**WORK INSTRUCTIONS:**
Extract the records below word for word and ignore the images.

---------------

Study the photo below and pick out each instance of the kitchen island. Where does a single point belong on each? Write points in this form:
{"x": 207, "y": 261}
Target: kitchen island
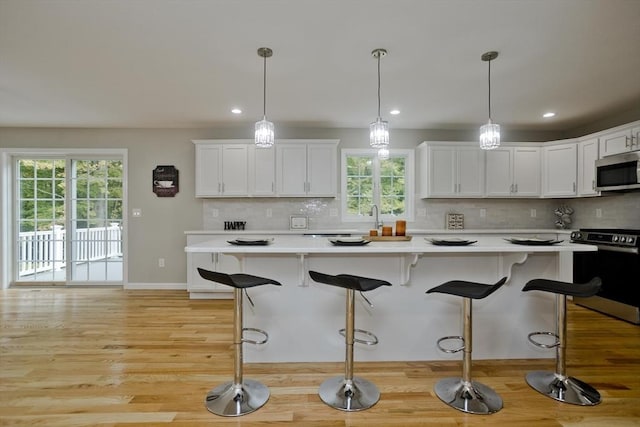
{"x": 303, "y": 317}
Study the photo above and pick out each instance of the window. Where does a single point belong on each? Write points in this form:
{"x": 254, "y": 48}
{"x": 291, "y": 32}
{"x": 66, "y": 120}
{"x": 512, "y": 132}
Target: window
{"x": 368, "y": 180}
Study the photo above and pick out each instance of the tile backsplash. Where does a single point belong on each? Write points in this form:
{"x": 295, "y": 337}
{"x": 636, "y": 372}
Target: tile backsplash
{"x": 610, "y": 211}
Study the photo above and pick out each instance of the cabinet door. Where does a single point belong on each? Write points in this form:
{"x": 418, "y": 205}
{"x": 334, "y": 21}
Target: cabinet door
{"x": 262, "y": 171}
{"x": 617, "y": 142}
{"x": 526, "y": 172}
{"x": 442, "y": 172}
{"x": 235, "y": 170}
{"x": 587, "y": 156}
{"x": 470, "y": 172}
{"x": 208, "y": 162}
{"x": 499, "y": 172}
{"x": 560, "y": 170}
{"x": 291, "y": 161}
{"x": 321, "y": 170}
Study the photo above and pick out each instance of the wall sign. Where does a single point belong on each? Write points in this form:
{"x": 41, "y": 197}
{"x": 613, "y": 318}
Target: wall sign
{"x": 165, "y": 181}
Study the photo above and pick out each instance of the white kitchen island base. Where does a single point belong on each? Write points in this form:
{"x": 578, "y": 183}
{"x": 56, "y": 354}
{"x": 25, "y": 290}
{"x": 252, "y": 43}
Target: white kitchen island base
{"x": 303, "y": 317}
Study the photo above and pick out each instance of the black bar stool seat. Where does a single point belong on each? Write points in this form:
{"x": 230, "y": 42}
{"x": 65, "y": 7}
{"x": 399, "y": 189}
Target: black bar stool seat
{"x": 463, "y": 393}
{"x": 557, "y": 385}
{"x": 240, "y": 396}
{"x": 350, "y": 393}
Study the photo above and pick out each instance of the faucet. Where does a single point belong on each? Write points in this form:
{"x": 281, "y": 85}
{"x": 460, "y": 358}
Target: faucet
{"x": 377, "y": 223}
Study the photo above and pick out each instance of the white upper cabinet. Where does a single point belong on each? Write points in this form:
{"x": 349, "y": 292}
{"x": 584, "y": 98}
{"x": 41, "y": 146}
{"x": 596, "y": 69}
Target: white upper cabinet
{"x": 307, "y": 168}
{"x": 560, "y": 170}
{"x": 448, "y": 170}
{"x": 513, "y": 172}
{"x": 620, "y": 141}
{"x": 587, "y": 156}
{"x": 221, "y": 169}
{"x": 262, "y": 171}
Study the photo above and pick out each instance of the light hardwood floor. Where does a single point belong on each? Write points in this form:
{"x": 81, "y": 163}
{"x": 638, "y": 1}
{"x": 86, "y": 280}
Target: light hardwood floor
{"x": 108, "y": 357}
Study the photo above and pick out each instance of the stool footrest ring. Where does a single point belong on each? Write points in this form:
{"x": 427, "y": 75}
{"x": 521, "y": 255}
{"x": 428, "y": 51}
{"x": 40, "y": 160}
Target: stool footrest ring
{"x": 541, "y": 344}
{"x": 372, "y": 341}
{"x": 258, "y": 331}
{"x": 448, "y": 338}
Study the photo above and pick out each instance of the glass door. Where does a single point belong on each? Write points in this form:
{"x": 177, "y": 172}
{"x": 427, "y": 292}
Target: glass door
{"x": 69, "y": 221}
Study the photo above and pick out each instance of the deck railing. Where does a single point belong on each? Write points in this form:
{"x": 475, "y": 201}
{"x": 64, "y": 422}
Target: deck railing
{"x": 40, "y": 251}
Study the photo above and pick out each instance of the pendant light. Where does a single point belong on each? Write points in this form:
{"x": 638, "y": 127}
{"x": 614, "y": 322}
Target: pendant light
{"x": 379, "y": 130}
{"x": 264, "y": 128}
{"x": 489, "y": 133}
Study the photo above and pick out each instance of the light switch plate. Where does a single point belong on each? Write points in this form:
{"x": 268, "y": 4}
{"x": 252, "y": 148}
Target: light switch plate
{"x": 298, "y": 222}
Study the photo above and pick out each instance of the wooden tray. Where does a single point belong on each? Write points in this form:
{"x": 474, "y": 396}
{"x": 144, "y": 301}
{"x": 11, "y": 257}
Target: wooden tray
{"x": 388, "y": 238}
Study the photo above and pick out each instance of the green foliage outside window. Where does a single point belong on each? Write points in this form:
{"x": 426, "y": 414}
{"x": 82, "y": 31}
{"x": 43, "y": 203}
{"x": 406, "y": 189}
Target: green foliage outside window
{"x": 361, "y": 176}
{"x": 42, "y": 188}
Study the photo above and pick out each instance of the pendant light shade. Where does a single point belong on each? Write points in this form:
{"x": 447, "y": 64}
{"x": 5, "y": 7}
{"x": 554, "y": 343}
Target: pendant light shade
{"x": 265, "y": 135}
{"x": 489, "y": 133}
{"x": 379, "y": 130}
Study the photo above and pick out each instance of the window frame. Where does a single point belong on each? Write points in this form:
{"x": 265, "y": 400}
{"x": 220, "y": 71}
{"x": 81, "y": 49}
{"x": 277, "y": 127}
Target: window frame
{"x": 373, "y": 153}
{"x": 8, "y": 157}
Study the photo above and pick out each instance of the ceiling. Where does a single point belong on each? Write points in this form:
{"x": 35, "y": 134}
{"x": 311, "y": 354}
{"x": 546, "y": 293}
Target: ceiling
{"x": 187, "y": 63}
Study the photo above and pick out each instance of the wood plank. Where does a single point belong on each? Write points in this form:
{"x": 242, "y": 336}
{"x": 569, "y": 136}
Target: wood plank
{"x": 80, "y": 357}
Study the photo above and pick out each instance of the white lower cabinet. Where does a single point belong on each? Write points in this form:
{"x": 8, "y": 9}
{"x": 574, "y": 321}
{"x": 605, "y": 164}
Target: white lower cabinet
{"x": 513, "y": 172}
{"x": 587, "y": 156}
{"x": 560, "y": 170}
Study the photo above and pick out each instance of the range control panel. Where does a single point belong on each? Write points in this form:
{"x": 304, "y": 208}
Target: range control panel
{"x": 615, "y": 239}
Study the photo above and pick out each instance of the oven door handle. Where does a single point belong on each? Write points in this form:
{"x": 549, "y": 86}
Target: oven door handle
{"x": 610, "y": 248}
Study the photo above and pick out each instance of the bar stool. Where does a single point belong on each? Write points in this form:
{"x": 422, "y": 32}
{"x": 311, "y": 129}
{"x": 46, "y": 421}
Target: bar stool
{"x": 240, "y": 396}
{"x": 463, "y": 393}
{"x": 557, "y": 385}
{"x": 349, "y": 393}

---------------

**EXERCISE SOLUTION:**
Study the photo below and pick out each instance of the kitchen island. Where does a single point belong on each? Write points in this form:
{"x": 207, "y": 261}
Target: kitchen island
{"x": 303, "y": 317}
Study the photo above and pick out each instance of the window. Where does a single point belong on each? Write points in this form:
{"x": 254, "y": 48}
{"x": 291, "y": 32}
{"x": 66, "y": 120}
{"x": 512, "y": 132}
Target: window
{"x": 368, "y": 180}
Study the photo above and pick out each instance of the tile backsplash. Where does a single point belong on each? Write points in this form:
{"x": 295, "y": 337}
{"x": 636, "y": 372}
Target: tile backsplash
{"x": 610, "y": 211}
Study the photo above and pick out each instance of the cabinet door. Where does a single point belong on each? Write points in this form:
{"x": 418, "y": 205}
{"x": 334, "y": 21}
Target: cabinet door
{"x": 262, "y": 171}
{"x": 617, "y": 142}
{"x": 526, "y": 172}
{"x": 442, "y": 172}
{"x": 235, "y": 170}
{"x": 587, "y": 156}
{"x": 470, "y": 172}
{"x": 208, "y": 162}
{"x": 499, "y": 172}
{"x": 560, "y": 170}
{"x": 291, "y": 161}
{"x": 321, "y": 170}
Study the photo above and pick out each instance of the wall sign. Where does a single point belong on each? Write points in this form:
{"x": 41, "y": 197}
{"x": 613, "y": 318}
Target: wall sign
{"x": 165, "y": 181}
Study the photo above and pick out each instance of the white kitchen island base. Where does a single point belong on each? Write points in this form:
{"x": 578, "y": 183}
{"x": 56, "y": 354}
{"x": 25, "y": 290}
{"x": 252, "y": 43}
Target: white kitchen island base
{"x": 303, "y": 317}
Study the photo above and pick out each instance of the black bar stool seat. Where does a single point belong on each? Write points in this form:
{"x": 230, "y": 42}
{"x": 65, "y": 7}
{"x": 399, "y": 189}
Target: black bar stool seat
{"x": 463, "y": 393}
{"x": 557, "y": 385}
{"x": 240, "y": 396}
{"x": 350, "y": 393}
Study the photo above and pick out each instance of the faucet. Where does a single point belong on each? Write points in this form:
{"x": 281, "y": 85}
{"x": 460, "y": 358}
Target: faucet
{"x": 377, "y": 223}
Study the photo above and pick out each instance of the white upper cabinet. Where does a single point belong on each? Write points in this form:
{"x": 349, "y": 292}
{"x": 584, "y": 98}
{"x": 41, "y": 146}
{"x": 596, "y": 69}
Target: white upper cabinet
{"x": 307, "y": 168}
{"x": 560, "y": 170}
{"x": 448, "y": 170}
{"x": 513, "y": 172}
{"x": 620, "y": 141}
{"x": 587, "y": 156}
{"x": 221, "y": 169}
{"x": 262, "y": 171}
Study the photo above and pick out each instance of the light hardwood floor. Where does a single point belong on each? Write points in this form:
{"x": 81, "y": 163}
{"x": 638, "y": 1}
{"x": 86, "y": 280}
Target: light hardwood floor
{"x": 108, "y": 357}
Study the photo above and pick out each instance of the stool footrest ring. Where does a single point belong on each? Write points in this form:
{"x": 427, "y": 75}
{"x": 521, "y": 255}
{"x": 428, "y": 51}
{"x": 40, "y": 160}
Target: stool footrest ring
{"x": 541, "y": 344}
{"x": 372, "y": 341}
{"x": 258, "y": 331}
{"x": 448, "y": 338}
Study the photo above and pick out each instance of the glass door. Where does a single point belong on each? Write points in this form:
{"x": 177, "y": 172}
{"x": 427, "y": 292}
Target: glass door
{"x": 69, "y": 221}
Study the photo above and pick out each instance of the deck railing. Where does a single point belong on each? Write points in this form:
{"x": 475, "y": 201}
{"x": 64, "y": 422}
Target: deck railing
{"x": 40, "y": 251}
Study the photo above and pick out each instance of the pendant light. Where does a single point belong on each? Write points in this form:
{"x": 638, "y": 127}
{"x": 614, "y": 322}
Target: pendant light
{"x": 379, "y": 130}
{"x": 264, "y": 128}
{"x": 489, "y": 133}
Study the photo above and pick out each instance of the light switch plate. Where does a single point belong on each? Write points in this form:
{"x": 268, "y": 4}
{"x": 252, "y": 148}
Target: light switch plate
{"x": 298, "y": 222}
Study the photo above and pick out each instance of the wooden tray. Where does a single point belong on each? Write points in this form:
{"x": 474, "y": 396}
{"x": 144, "y": 301}
{"x": 11, "y": 257}
Target: wooden tray
{"x": 388, "y": 238}
Study the photo above and pick out each instance of the green foliage outside window. Where does a single point belong on each? Write points in this form:
{"x": 426, "y": 414}
{"x": 82, "y": 31}
{"x": 43, "y": 203}
{"x": 406, "y": 189}
Target: green foliage outside window
{"x": 361, "y": 176}
{"x": 42, "y": 188}
Study the photo above and pick out each instance of the pendant light shade. Where does a single point belong on each? Write points in this form:
{"x": 447, "y": 64}
{"x": 5, "y": 7}
{"x": 554, "y": 343}
Target: pendant light shade
{"x": 265, "y": 135}
{"x": 489, "y": 133}
{"x": 379, "y": 130}
Study the photo above and pick out each instance of the window frame. Where does a single point belong on each? Write points in this form:
{"x": 265, "y": 400}
{"x": 220, "y": 71}
{"x": 81, "y": 49}
{"x": 277, "y": 127}
Target: window frame
{"x": 373, "y": 153}
{"x": 8, "y": 157}
Study the photo above and pick out each instance of the ceiling. Where does a single point belong on each? Write points in this form:
{"x": 35, "y": 134}
{"x": 311, "y": 354}
{"x": 546, "y": 293}
Target: ceiling
{"x": 187, "y": 63}
Study the photo above and pick out each instance of the wood plank. Where does a single point belong on each? Write points in this form:
{"x": 242, "y": 336}
{"x": 569, "y": 136}
Target: wood plank
{"x": 80, "y": 357}
Study the photo above and pick out each instance of the white lower cabinet. Where does a single point belong on each? Write points in this form:
{"x": 8, "y": 9}
{"x": 574, "y": 321}
{"x": 605, "y": 164}
Target: white lower cabinet
{"x": 513, "y": 172}
{"x": 587, "y": 156}
{"x": 560, "y": 170}
Study the photo above and pick out each instance of the range control panel. Where does a single point belong on each? Write points in this form:
{"x": 304, "y": 208}
Target: range control panel
{"x": 615, "y": 239}
Study the photo above and pick out each instance of the oven door handle. Where does a single point belong on each? Write points in this form:
{"x": 549, "y": 86}
Target: oven door handle
{"x": 610, "y": 248}
Study the photo above and pick out each instance of the bar stool. Where does a single point belong on each? Write points in this form:
{"x": 422, "y": 32}
{"x": 311, "y": 129}
{"x": 46, "y": 421}
Target: bar stool
{"x": 240, "y": 396}
{"x": 463, "y": 393}
{"x": 557, "y": 385}
{"x": 349, "y": 393}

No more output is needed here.